Then Jesus spoke to them again, saying, “I am the Light of the world. He who follows me shall not walk in darkness, but have the Light of Life.” John 8:12 NKJV
Do you see that “picture” right there? Do you see how the rainbow/light is spreading out over the darkness? I have a cross stitch app (so exciting huh?) and when I saw this picture, it resonated with me so much, so I “colored” it in and saved it as a personal reminder. You may be asking, “A reminder of what Heather? All I see is a blurry picture of a girl riding a bike, with a rainbow trailing off behind her.” Your right. That’s all YOU can see, but here’s what I see. Here’s what God showed me while I was “coloring”.
GOD: “Heather this is YOU my sweet girl. This is you riding that bike with Me sitting right beside you, spreading light and color all over your darkness. The places of your heart and soul that have been so dark for so long will not see darkness again.”
Well AMEN! 2018 was a full year of spiritual warfare for me. It was HARD and tiring and at times seemed to be more than I could handle, and then the depression and anxiety would come roaring back to life, but God kept me. He kept me safe. Satan came at me from every direction and a few times tried to literally take me out. Heck, on Christmas Eve he literally tried to kill me!! I was making a turn and 3 cars came within inches of hitting me on 3 different sides. Inches. God kept me that night just like He has kept me over and over again in the past 10 years, and especially this past year.

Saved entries
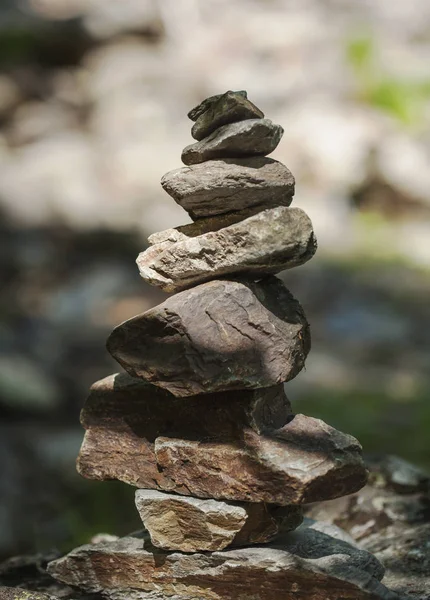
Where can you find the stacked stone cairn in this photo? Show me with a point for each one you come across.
(200, 423)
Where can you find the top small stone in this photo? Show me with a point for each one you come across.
(216, 111)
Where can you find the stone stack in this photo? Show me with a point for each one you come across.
(200, 423)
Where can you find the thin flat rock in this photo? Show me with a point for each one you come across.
(220, 335)
(198, 110)
(268, 242)
(231, 107)
(253, 137)
(191, 524)
(306, 563)
(242, 446)
(229, 185)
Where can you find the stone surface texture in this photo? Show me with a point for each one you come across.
(231, 107)
(198, 110)
(220, 335)
(306, 563)
(253, 137)
(390, 517)
(192, 524)
(229, 185)
(268, 242)
(8, 593)
(242, 446)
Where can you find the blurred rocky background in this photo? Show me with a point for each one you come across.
(93, 103)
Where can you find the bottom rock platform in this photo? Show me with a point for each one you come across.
(315, 562)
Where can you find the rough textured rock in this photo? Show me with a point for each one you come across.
(7, 593)
(229, 185)
(198, 110)
(229, 108)
(397, 492)
(271, 241)
(241, 446)
(393, 473)
(405, 552)
(220, 335)
(306, 563)
(391, 518)
(253, 137)
(191, 524)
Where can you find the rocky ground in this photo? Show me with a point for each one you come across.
(389, 517)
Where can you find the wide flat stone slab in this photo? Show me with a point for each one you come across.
(242, 446)
(192, 524)
(268, 242)
(220, 335)
(253, 137)
(229, 185)
(217, 111)
(305, 564)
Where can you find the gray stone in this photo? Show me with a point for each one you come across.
(220, 335)
(395, 473)
(229, 108)
(229, 185)
(192, 524)
(303, 564)
(195, 112)
(243, 446)
(253, 137)
(268, 242)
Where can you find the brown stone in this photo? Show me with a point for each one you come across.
(230, 185)
(192, 524)
(306, 564)
(220, 335)
(253, 137)
(271, 241)
(228, 108)
(241, 446)
(8, 593)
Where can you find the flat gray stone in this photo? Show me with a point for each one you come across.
(191, 524)
(306, 563)
(195, 112)
(253, 137)
(229, 185)
(268, 242)
(220, 335)
(243, 446)
(231, 107)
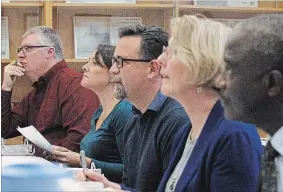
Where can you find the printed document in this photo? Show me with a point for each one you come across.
(32, 134)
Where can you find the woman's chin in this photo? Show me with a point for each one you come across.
(165, 90)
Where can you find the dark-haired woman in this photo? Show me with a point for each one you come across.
(103, 144)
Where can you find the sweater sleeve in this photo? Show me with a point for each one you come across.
(77, 106)
(11, 119)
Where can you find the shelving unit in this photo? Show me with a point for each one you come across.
(20, 5)
(230, 9)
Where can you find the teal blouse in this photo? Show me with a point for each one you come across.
(105, 146)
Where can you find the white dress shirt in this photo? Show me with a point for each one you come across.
(277, 144)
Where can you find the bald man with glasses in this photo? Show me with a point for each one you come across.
(58, 106)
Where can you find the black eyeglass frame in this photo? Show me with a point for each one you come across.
(19, 49)
(115, 60)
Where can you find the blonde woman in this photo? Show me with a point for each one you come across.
(213, 154)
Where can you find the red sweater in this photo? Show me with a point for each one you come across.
(58, 106)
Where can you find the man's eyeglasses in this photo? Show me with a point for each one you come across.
(120, 61)
(28, 48)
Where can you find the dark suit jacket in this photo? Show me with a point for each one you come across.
(226, 157)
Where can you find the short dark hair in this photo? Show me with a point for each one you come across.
(259, 43)
(153, 39)
(106, 52)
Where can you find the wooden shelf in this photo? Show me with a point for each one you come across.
(20, 5)
(229, 9)
(121, 6)
(7, 61)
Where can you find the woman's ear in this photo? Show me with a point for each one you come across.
(50, 52)
(154, 69)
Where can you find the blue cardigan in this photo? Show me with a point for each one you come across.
(226, 157)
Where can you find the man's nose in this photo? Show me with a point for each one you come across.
(114, 69)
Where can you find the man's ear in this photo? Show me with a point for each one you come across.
(50, 52)
(273, 81)
(154, 69)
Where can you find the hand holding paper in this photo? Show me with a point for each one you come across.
(32, 134)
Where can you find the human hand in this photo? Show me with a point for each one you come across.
(93, 176)
(65, 156)
(11, 71)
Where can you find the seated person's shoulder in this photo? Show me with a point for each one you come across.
(172, 107)
(71, 73)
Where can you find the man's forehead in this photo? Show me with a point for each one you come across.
(30, 39)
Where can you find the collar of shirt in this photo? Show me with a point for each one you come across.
(50, 73)
(277, 141)
(155, 105)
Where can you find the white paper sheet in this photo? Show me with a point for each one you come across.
(32, 134)
(118, 22)
(5, 47)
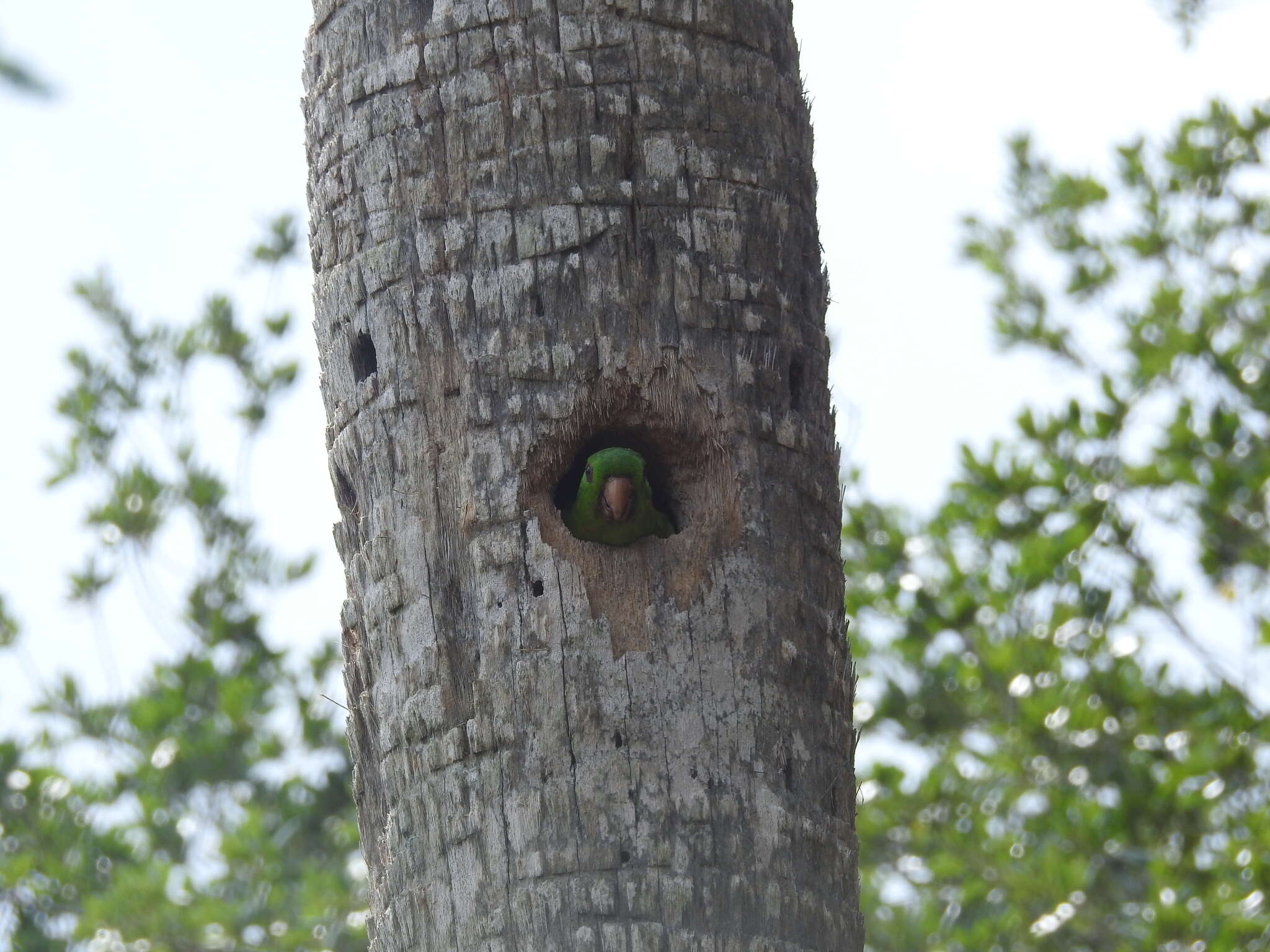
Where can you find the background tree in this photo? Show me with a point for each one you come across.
(1078, 796)
(210, 808)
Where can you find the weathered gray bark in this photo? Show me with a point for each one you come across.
(539, 227)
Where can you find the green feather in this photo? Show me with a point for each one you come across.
(586, 517)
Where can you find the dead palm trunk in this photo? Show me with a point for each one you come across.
(541, 227)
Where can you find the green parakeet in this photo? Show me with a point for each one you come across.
(615, 501)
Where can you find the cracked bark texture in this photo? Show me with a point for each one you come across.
(541, 227)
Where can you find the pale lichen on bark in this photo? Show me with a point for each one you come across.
(536, 225)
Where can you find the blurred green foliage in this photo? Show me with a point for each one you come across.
(1080, 796)
(210, 808)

### What you are asked to do
Decide whether each statement below agrees with the devotional post, answering yes or no and quoting the words from the devotional post that settle it.
1. The Bible verse at the start is cited as John 8:12 NKJV.
2. The picture was colored in a cross stitch app and kept as a personal reminder.
3. On Christmas Eve, two cars came within inches of hitting the writer.

### Solution
1. Yes: "John 8:12 NKJV"
2. Yes: "I have a cross stitch app (so exciting huh?) and when I saw this picture, it resonated with me so much, so I “colored” it in and saved it as a personal reminder."
3. No: "3 cars came within inches of hitting me on 3 different sides."